Why did you keep having kids with this guy?!?

I agree, this is no way to live. Figure out an exit plan and just do it.

What a disaster. I wish you the best.


----------



## MWPP731 (Sep 7, 2014)

None of them were planned. the last kid was pure bad luck since I was trying to do everything not to get pregnant. But I do love my kids and dont regret them at all, but now I can't keep doing this crap


----------



## GuyInColorado (Dec 26, 2015)

I get it. I have two kids under 6 and I'm in the middle of a divorce. Wouldn't change them for the world. But you have to look out for yourself. For me, it took getting my family's support. My friend's tried to convince me to work it out, marriage was for until death do us part... screw that. I'm not wasting my life away and having regret! But in the end, I had to take care of myself. I started eating healthy and working out. Cleared my mind. Walking out is the hardest part. Took me multiple times to finally get the courage to do it. But these past 3 months have been great, I can see myself living a happy life now. 

You'll get some great advice from the regulars as the day goes on, you found a great community.


----------



## Diesel_Bomber (Mar 17, 2013)

Your dealing with a textbook narcissist. There's only one way to fix it, and it involves attorneys if you wanna fix your life and be happy. 

No one should put up with this bs.


----------



## MWPP731 (Sep 7, 2014)

■ **Data lines**:
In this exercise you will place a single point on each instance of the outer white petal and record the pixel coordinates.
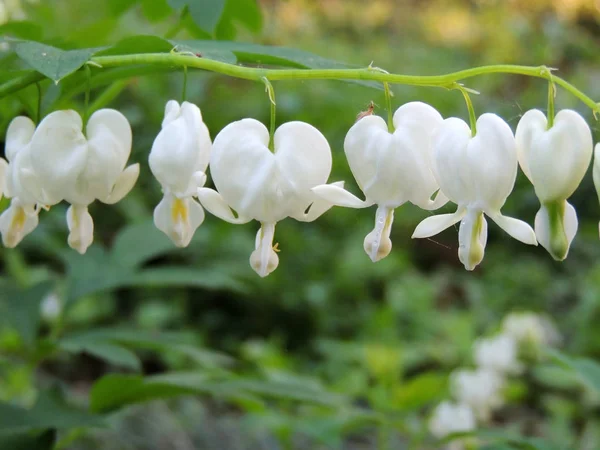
(178, 218)
(81, 228)
(16, 222)
(335, 194)
(436, 224)
(472, 238)
(59, 153)
(19, 134)
(109, 146)
(217, 206)
(518, 229)
(558, 244)
(123, 184)
(492, 157)
(451, 164)
(3, 175)
(182, 147)
(264, 259)
(555, 159)
(317, 208)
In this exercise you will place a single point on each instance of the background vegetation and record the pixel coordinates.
(317, 353)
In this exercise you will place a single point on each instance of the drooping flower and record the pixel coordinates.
(480, 389)
(555, 161)
(21, 217)
(477, 173)
(390, 168)
(267, 186)
(448, 418)
(68, 166)
(178, 160)
(499, 354)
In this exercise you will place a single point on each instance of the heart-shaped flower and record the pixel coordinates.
(390, 168)
(555, 161)
(267, 186)
(67, 165)
(178, 160)
(477, 173)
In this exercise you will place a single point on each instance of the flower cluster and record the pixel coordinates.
(420, 158)
(56, 161)
(478, 392)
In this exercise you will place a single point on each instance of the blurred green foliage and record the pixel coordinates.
(331, 350)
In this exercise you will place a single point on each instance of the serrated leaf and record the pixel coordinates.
(52, 62)
(205, 13)
(28, 441)
(50, 411)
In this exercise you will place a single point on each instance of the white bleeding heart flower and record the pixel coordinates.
(67, 165)
(178, 160)
(390, 168)
(477, 173)
(555, 161)
(21, 217)
(267, 186)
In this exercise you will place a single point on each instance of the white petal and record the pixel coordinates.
(264, 259)
(556, 158)
(377, 243)
(436, 224)
(178, 218)
(19, 134)
(217, 206)
(3, 175)
(472, 238)
(81, 228)
(123, 184)
(16, 222)
(336, 195)
(182, 148)
(518, 229)
(59, 152)
(555, 227)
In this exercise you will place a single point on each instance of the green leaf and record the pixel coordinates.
(51, 61)
(113, 354)
(22, 309)
(587, 370)
(28, 441)
(50, 411)
(205, 13)
(138, 44)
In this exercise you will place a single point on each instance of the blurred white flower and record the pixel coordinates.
(481, 389)
(448, 418)
(499, 353)
(530, 328)
(266, 186)
(178, 160)
(390, 168)
(478, 174)
(555, 161)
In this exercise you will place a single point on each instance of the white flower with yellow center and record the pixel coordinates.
(478, 174)
(178, 160)
(267, 186)
(390, 168)
(555, 160)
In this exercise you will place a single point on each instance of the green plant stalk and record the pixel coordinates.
(174, 60)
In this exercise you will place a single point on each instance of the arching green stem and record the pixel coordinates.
(184, 89)
(271, 92)
(388, 105)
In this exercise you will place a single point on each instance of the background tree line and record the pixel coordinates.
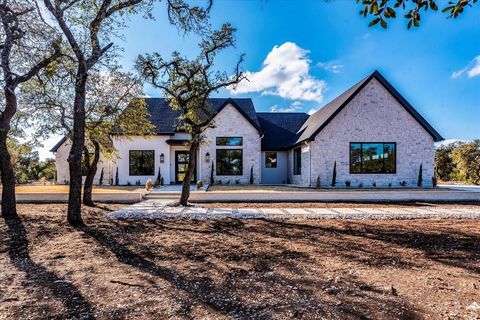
(458, 161)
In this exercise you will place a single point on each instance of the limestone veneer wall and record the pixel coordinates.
(373, 116)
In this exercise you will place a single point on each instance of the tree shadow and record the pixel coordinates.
(452, 249)
(75, 305)
(250, 284)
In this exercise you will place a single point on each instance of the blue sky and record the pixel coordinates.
(318, 49)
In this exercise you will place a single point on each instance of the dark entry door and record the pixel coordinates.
(181, 163)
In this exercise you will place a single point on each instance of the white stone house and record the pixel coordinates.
(370, 131)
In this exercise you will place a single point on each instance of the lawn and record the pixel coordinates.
(65, 188)
(243, 269)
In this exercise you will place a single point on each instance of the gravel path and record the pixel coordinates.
(160, 209)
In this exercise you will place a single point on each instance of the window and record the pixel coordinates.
(83, 167)
(229, 162)
(229, 141)
(141, 163)
(270, 159)
(297, 161)
(372, 157)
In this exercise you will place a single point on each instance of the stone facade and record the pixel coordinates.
(230, 123)
(374, 115)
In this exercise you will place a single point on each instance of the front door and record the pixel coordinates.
(181, 163)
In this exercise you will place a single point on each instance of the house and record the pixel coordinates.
(370, 131)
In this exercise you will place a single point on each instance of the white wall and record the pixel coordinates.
(230, 123)
(373, 116)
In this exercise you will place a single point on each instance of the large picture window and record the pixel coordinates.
(372, 157)
(297, 161)
(229, 162)
(270, 159)
(229, 141)
(141, 162)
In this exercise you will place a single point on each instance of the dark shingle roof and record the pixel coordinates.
(280, 129)
(322, 117)
(165, 119)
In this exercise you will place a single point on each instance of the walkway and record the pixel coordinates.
(159, 209)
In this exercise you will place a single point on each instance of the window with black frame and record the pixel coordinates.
(141, 162)
(372, 157)
(297, 161)
(229, 162)
(229, 141)
(270, 159)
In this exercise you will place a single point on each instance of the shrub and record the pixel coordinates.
(100, 180)
(420, 175)
(334, 174)
(148, 185)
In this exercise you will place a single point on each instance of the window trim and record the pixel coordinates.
(297, 171)
(130, 169)
(361, 160)
(227, 175)
(276, 160)
(229, 145)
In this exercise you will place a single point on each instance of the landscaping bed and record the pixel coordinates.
(244, 269)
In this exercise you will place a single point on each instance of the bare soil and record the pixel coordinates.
(264, 205)
(242, 269)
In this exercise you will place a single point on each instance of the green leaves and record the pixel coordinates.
(381, 10)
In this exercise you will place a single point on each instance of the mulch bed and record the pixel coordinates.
(243, 269)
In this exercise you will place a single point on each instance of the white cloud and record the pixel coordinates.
(296, 106)
(472, 69)
(285, 73)
(331, 66)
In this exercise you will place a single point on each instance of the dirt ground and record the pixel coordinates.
(65, 188)
(242, 269)
(260, 205)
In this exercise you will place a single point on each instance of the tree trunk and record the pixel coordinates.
(9, 207)
(74, 213)
(189, 174)
(91, 171)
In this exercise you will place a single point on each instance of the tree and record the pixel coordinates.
(383, 10)
(188, 84)
(88, 27)
(112, 107)
(466, 158)
(27, 45)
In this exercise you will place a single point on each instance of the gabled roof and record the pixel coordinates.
(322, 117)
(165, 119)
(280, 129)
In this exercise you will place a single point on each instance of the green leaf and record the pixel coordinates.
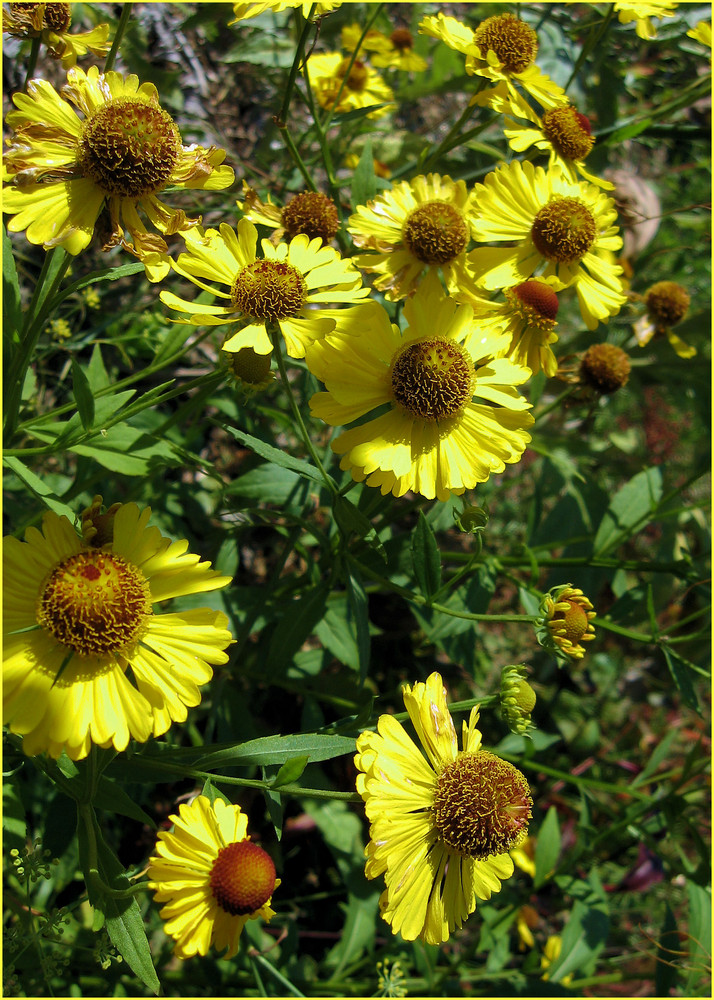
(278, 457)
(298, 622)
(681, 676)
(700, 936)
(583, 937)
(630, 510)
(96, 372)
(547, 848)
(426, 558)
(271, 750)
(112, 798)
(666, 966)
(83, 396)
(122, 917)
(364, 180)
(40, 489)
(290, 771)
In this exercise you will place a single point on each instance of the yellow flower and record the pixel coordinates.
(212, 878)
(86, 660)
(702, 32)
(434, 437)
(309, 212)
(244, 11)
(502, 48)
(361, 88)
(441, 822)
(565, 622)
(552, 226)
(529, 317)
(562, 131)
(418, 225)
(641, 13)
(51, 22)
(64, 170)
(667, 303)
(290, 286)
(394, 51)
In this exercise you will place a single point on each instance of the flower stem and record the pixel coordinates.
(121, 30)
(297, 415)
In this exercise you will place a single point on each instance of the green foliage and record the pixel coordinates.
(340, 594)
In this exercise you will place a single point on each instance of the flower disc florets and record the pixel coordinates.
(312, 213)
(129, 148)
(94, 603)
(605, 368)
(568, 131)
(432, 379)
(269, 290)
(535, 302)
(435, 232)
(56, 16)
(564, 230)
(242, 878)
(667, 303)
(482, 805)
(514, 42)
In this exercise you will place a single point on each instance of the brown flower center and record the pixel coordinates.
(568, 132)
(129, 148)
(482, 805)
(312, 213)
(242, 878)
(605, 368)
(514, 42)
(269, 290)
(433, 379)
(667, 303)
(56, 16)
(535, 302)
(564, 230)
(95, 603)
(435, 232)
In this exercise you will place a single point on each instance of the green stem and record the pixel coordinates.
(32, 328)
(121, 29)
(297, 415)
(32, 61)
(591, 44)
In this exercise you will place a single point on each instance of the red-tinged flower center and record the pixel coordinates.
(312, 213)
(129, 148)
(242, 878)
(358, 75)
(432, 379)
(514, 42)
(564, 230)
(435, 232)
(95, 603)
(535, 302)
(568, 132)
(269, 290)
(482, 805)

■ **Instruction 1**: Reproduce the passage of the divorce-advice thread starting at "I get it. I" and ending at "a great community.".
■ **Instruction 2**: Write the next part of the divorce-advice thread, picking up after its final line.

■ **Written response 1**:
I get it. I have two kids under 6 and I'm in the middle of a divorce. Wouldn't change them for the world. But you have to look out for yourself. For me, it took getting my family's support. My friend's tried to convince me to work it out, marriage was for until death do us part... screw that. I'm not wasting my life away and having regret! But in the end, I had to take care of myself. I started eating healthy and working out. Cleared my mind. Walking out is the hardest part. Took me multiple times to finally get the courage to do it. But these past 3 months have been great, I can see myself living a happy life now. 

You'll get some great advice from the regulars as the day goes on, you found a great community.

■ **Written response 2**:
which is just like my Dad was. My mom stayed till I was 17 (I am the youngest) but I know I can't stay that long. I won't. I feel like I could do it on my own as I do it on my own almost already (other the money wise but I can get a job) My dad was a pastor and a porn addict. I won't do what she did. but I just don't even know where to start. I've been playing fake for so long so not to anger him, i really think he is bipolar like his mom sometimes, so I don't even think he realizes how unhappy I am.


----------



## Lostme (Nov 14, 2014)

Do you work outside of the home, so that you can provide for yourself? If not getting a job would be the first step.


----------



## MWPP731 (Sep 7, 2014)

no. but I'm working on it. my brothers wife is helping me get all that figured out


----------



## DanielleBennett (Oct 9, 2015)

MWPP731 said:


> no. but I'm working on it. my brothers wife is helping me get all that figured out


It's good that you are getting everything together so you can leave. I'm really sorry that things didn't work out for you, but please update us when you can.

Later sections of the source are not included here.